> _GOAL OF THE EXERCISE_
Exactly as they stand, set down the following records once more.

> _THE INPUT_
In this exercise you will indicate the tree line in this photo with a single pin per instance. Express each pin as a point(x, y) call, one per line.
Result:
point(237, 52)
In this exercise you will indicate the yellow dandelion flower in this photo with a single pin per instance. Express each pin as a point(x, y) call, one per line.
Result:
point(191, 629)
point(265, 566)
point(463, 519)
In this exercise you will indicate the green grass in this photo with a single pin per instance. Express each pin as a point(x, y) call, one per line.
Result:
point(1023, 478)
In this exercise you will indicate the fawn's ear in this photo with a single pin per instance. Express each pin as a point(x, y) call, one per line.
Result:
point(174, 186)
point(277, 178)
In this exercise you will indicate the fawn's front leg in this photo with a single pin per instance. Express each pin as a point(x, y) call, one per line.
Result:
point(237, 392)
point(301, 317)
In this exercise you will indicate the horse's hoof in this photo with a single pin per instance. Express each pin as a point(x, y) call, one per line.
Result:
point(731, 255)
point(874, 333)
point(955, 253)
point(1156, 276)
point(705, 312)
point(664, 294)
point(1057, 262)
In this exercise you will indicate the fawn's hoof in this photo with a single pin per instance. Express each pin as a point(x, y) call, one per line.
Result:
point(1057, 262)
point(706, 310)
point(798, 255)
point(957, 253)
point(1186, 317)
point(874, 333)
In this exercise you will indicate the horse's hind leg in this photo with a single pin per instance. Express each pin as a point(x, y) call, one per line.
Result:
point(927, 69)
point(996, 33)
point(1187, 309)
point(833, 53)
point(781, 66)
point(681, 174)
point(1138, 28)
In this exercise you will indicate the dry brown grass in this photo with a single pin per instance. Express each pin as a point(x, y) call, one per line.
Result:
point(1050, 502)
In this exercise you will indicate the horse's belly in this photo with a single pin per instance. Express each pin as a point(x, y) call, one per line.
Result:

> _TASK RESULT_
In this exercise you will indicate the tree line in this photo with a single pin per instance. Express each pin as a point(x, y) call, one per line.
Result:
point(237, 52)
In this exercise you will indicate the yellow dandelion flower in this photo with a single pin per instance. Express each pin as a point(x, y) call, one per line.
Result:
point(191, 629)
point(265, 566)
point(463, 519)
In this exercise you will indicate the green grass in this photo with a single pin per instance. Express each pin as a point(x, y) call, one per line.
Result:
point(1023, 478)
In this exercise you will indicate the fawn's ear in this photo with a single pin per instance. Express each pin as a point(x, y) call, one per line.
Result:
point(174, 186)
point(277, 178)
In this exercise you will indicate the fawn's front leg in this photo with a single pin per instance. Express each pin as a point(x, y) call, one per line.
Result:
point(237, 392)
point(301, 317)
In this exercise you will indicate the horse's hoof in this photo with a single pin per instance. Express each pin as a point(x, y) call, one per line.
Result:
point(731, 255)
point(874, 333)
point(955, 253)
point(1156, 276)
point(705, 312)
point(664, 294)
point(1057, 262)
In this exercise you will indicate the fawn's hoof in this photo with a single pin per instance. Express each pin as a point(x, y) call, one per line.
Result:
point(1057, 262)
point(706, 310)
point(798, 255)
point(957, 253)
point(1186, 317)
point(874, 333)
In this exercise you will indicate the horse's hind leg in this photo with a single pin per instance. Express each pin as a point(x, y) call, one per line.
Result:
point(927, 69)
point(996, 33)
point(1187, 309)
point(833, 53)
point(781, 66)
point(681, 174)
point(1138, 28)
In this exercise you will indicate the dry brown grass in this photo with a single pin per instance. Express each pin as a point(x, y) call, one per line.
Result:
point(1050, 502)
In this exercise you will indicate the horse's belly in this photo with a single pin per instance. Express each pin as a point(x, y) call, one per line.
Result:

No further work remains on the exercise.